EXERCISE OBJECTIVE: Search the data below for "fringe"; list each line that holds it.

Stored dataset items
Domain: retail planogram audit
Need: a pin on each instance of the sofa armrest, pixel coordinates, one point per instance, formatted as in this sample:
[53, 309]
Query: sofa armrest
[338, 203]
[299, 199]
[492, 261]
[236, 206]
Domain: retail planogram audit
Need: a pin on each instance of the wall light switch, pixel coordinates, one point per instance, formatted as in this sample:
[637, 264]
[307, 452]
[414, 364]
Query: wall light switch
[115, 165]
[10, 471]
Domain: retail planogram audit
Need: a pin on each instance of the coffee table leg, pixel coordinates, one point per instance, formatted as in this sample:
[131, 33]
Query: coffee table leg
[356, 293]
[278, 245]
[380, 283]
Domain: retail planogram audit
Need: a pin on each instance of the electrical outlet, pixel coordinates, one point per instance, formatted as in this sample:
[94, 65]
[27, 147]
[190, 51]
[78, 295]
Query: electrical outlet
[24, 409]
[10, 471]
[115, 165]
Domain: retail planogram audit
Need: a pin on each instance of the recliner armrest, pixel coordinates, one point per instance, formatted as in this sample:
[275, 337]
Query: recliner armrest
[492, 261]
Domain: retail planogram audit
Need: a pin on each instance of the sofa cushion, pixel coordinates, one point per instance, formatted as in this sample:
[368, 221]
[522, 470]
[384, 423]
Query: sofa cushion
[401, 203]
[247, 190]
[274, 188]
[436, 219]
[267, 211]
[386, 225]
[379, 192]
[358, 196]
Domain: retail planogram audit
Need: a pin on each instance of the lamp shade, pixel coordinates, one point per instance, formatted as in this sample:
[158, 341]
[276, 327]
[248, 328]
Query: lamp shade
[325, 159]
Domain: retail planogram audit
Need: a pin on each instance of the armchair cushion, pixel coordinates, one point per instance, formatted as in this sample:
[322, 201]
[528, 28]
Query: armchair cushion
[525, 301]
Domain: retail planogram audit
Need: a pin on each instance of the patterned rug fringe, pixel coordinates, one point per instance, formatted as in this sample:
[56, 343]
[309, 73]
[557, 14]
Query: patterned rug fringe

EXERCISE ANSWER:
Need: a pin on each instance of the patterned rug fringe, pixel coordinates, one point per instance, formatted as in this sample:
Query: patterned rug fringe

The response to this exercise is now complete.